**WHAT IS ASKED:**
Copy out each of the following lines word for word, leaving nothing out and changing nothing.

Excerpts from a point labeling dataset
════════════════
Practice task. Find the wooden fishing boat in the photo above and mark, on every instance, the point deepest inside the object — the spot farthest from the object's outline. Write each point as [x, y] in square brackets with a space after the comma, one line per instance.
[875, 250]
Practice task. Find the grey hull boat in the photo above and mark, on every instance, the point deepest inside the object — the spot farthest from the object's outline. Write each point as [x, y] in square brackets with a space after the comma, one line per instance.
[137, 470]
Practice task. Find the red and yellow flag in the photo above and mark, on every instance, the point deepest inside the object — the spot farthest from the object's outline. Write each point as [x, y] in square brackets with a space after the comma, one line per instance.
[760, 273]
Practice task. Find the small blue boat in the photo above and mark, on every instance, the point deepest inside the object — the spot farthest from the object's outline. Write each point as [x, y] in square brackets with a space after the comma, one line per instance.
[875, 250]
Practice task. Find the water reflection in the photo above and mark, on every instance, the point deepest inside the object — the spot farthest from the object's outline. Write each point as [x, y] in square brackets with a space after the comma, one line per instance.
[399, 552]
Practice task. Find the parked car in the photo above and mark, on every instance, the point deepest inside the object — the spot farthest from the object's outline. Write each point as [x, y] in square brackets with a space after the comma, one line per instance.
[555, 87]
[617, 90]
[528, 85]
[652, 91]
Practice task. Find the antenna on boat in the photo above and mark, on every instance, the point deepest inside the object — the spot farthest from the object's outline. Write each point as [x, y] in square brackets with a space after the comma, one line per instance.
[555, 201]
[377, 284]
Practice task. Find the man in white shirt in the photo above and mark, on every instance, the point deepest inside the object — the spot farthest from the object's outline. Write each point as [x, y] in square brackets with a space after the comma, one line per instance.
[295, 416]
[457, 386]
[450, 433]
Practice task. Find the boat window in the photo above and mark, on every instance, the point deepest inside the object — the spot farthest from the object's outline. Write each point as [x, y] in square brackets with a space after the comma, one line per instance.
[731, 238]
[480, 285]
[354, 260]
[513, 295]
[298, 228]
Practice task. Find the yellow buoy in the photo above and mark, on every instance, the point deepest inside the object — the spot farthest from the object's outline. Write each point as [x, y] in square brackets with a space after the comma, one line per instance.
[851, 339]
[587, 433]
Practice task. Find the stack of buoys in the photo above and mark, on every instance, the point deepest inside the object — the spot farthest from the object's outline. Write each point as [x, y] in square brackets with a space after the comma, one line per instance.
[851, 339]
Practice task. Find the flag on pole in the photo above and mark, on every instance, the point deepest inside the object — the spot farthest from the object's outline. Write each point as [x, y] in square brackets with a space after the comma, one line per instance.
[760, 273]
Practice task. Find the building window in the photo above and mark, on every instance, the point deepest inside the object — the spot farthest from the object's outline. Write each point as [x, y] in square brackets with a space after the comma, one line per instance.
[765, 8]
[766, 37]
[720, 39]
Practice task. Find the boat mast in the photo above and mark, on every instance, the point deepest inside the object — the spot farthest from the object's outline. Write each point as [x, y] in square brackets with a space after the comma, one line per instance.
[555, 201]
════════════════
**RESPONSE TO THE EXERCISE:**
Practice task. Find the wooden fishing boat in the photo above and mark, on every instance, the point deepest inside the object — the spot farthest from the object's outline. Write each point as [x, y] in square brackets with a space after the comma, one line per instance.
[875, 250]
Practice task. Find the grey hull boat in the photo above and mark, on every instance, the point deepest inside the object — the spot farthest from the object's outline. Write each point as [x, y] in square brackets with a space after the comma, one line per instance.
[137, 470]
Practice task. Find the red and yellow flag in the photo above and mark, on every instance, the point deepest inside the object — the spot farthest from the object's outline. Write each point as [x, y] in square brackets with a space after the comma, one line per instance.
[760, 273]
Practice task. Find the small blue boat in the photo above and mark, on every instance, the point deepest inside the object — the spot farthest from the object's outline. Write each point as [x, y] in square brackets with a space after the comma, one line per instance.
[875, 250]
Practice task. Find the water reflection in the photo above and mark, on every instance, the point deepest inside the object — the spot farthest from the object's outline. Write each point as [x, y] in square brackets with a space after the comma, one line per instance.
[399, 552]
Practice task. Find the parked car in the photo above and mark, on every instance, the point deepest inside the object — the spot farthest from the object's outline. Write each point as [x, y] in square brackets with a space after the comma, one line per instance.
[555, 87]
[617, 90]
[528, 85]
[652, 91]
Practice task. Find the antenna on boat in the photo above and mark, on every instance, the point deepest inside the object — the spot farthest from the object's outline. Write each point as [x, y] in square brackets with a space after the comma, one line per instance.
[555, 201]
[377, 284]
Practice task. Find the man in white shirt in the photo above and mark, on every instance, the point deepest inside the object — the spot farthest from the object's outline. Write each point as [x, y] in square brackets with a space after the comma, one line per instance.
[295, 416]
[457, 386]
[450, 433]
Practice task. Find the boat window in the photo above and mark, on every instance, the point deepest inside the object — the spot farthest from the object's outline. Write each point as [x, y] in square brackets with a space after the comma, one line per instance.
[731, 238]
[480, 285]
[354, 260]
[513, 295]
[298, 228]
Practice task. Find the yellow buoy in the photo above and mark, on every instance, the point deepest inside the object — the spot farthest from the object's outline. Write each point as [x, y] in square brackets with a space after the comma, one line per instance.
[851, 339]
[587, 433]
Practice task. Find the stack of buoys in the photo above and mark, on every instance, the point deepest inside the object — the spot farthest from the object's outline. Write each point as [x, y] in square brackets with a space after the comma, one line per instance.
[851, 339]
Practice task. Find the flag on pole in the photo above and mark, on every instance, the point deepest inside the object — the spot farthest from the object's outline. Write each point as [x, y] in square brackets with a space after the comma, one line per instance.
[760, 273]
Practice task. Find the building window in the photo above and mark, on every instance, the point deepest inside the object — the spot farthest from the object's outline. Write each point as [x, y] in square brackets with a space after the comma, one line per instance.
[765, 8]
[766, 37]
[720, 39]
Practice task. Find the boat mast in the photo above and mark, on every instance, the point deepest inside the object — the spot farthest from the object's outline. Write each point as [x, y] in square brackets with a space after the comma, one line per instance.
[555, 201]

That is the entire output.